— start —

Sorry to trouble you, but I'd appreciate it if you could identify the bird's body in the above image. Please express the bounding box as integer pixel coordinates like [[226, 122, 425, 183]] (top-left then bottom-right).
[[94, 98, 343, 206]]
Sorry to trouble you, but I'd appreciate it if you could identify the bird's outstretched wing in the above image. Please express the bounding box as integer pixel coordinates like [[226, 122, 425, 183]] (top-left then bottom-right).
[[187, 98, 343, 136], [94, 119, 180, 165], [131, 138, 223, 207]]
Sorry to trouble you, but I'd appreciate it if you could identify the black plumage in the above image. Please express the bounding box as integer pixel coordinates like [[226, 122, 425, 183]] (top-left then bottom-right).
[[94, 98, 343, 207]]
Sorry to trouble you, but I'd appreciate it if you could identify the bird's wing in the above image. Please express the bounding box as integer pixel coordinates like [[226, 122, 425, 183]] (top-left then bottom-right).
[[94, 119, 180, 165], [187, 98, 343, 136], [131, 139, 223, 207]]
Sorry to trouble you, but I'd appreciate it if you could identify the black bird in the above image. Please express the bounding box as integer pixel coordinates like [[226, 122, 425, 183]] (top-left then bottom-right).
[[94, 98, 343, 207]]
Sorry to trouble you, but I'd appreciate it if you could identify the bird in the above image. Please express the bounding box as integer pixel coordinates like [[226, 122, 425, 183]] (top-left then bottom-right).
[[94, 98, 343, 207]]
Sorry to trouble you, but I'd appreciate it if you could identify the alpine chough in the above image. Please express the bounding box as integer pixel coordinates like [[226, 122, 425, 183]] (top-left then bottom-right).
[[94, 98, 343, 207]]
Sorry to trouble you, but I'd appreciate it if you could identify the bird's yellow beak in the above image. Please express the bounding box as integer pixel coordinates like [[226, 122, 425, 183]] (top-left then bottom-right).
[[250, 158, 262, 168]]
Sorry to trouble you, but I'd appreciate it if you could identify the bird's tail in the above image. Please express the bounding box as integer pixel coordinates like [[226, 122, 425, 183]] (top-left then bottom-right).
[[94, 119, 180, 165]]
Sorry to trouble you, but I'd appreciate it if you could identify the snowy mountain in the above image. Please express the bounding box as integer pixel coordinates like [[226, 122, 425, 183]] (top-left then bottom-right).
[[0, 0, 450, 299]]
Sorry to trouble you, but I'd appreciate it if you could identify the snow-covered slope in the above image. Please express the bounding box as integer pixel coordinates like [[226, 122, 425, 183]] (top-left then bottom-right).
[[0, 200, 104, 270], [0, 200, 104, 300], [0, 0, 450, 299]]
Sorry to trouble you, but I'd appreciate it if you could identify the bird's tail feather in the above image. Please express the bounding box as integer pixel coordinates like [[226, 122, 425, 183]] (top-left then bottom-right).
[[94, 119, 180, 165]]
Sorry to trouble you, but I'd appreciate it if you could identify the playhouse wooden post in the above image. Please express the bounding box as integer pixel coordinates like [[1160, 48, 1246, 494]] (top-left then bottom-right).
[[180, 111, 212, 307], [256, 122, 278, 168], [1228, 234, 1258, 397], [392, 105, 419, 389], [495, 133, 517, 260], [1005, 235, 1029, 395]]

— end —

WHAT TO DO:
Reproduce all of the data above verbatim, line for line, from the first line through the last.

SOLUTION BELOW:
Sorry to trouble you, but I'd appreciate it if you could identify the bird's body in the above image. Please express the bounding box as integer pixel coordinates like [[226, 122, 425, 183]] (top-left then bottom-right).
[[94, 98, 343, 206]]
Sorry to trouble you, but I'd appreciate it if you could identify the bird's outstretched wing in the above image. Please express the bounding box as integer pixel coordinates like [[226, 122, 425, 183]] (top-left then bottom-right).
[[187, 98, 343, 136], [94, 119, 180, 165], [131, 138, 223, 207]]
Sorry to trouble you, but I'd appreciate it if you could identify the black plumage in the above image. Please express the bounding box as integer pixel coordinates like [[226, 122, 425, 183]] (top-left then bottom-right).
[[94, 98, 343, 207]]
Sorry to trouble you, but I'd appreciate it if you could identify the bird's wing in the above image. Please express the bounding box as integer pixel coordinates like [[226, 122, 425, 183]] (top-left then bottom-right).
[[94, 119, 180, 165], [187, 98, 343, 136], [131, 139, 223, 207]]
Sorry to trouble you, but I'd appreciate it if you could identify the black bird in the above image. Please express the bounding box as integer pixel coordinates like [[226, 122, 425, 183]] (top-left then bottom-right).
[[94, 98, 343, 207]]
Sorry to trouble you, but I'd appreciate it if you could identify the bird in the above image. Please express the bounding box as integer pixel coordinates like [[226, 122, 425, 183]] (top-left then bottom-right).
[[94, 98, 343, 207]]
Sorry to trouble you, but I'd appreciate it if you could identify the alpine chough in the above image. Please express the bounding box as integer pixel coordinates like [[226, 122, 425, 183]] (top-left then bottom-right).
[[94, 98, 343, 207]]
Sorry to trouble you, but I'd appreciate it if you could identify the bird's yellow beak in the above image. Please express the bounding box as integer pixel coordinates like [[226, 122, 425, 183]] (top-left then bottom-right).
[[250, 158, 262, 168]]
Sorry to trouble you, but I'd appreciate it if you could identify the bird's tail in the above image. Please express the bounding box as integer pixel coordinates like [[226, 122, 425, 183]] (top-left then bottom-right).
[[94, 119, 180, 165]]
Sorry to trouble you, but I'd appreciate it if you could identify the snowy mountain in the above image. Please express the bounding box as integer pixel coordinates like [[226, 122, 425, 183]] (top-left then bottom-right).
[[0, 0, 450, 299]]
Sorry to trouble you, but I'd appreciate it if you could identify the snow-covered slope in the above image. Please express the bounding box as integer pixel coordinates like [[226, 122, 425, 183]] (top-left then bottom-right).
[[0, 200, 104, 270], [0, 200, 104, 300], [0, 0, 450, 299]]
Sorry to trouble you, but I'd appreciate it if you could identify the bird's tail feather in the above image. Please express the bounding box as integer pixel coordinates like [[226, 122, 425, 183]] (top-left then bottom-right).
[[94, 119, 180, 165]]
Sorry to trouble you, but I'd appreciate it if you could identify the playhouse wooden post in the above image. Please express the bounding box as integer pixel coordinates like [[1160, 48, 1246, 494]] (top-left then bottom-right).
[[180, 111, 212, 307], [256, 122, 278, 168], [1228, 234, 1258, 397], [392, 105, 419, 389], [495, 133, 517, 260], [1005, 235, 1029, 395]]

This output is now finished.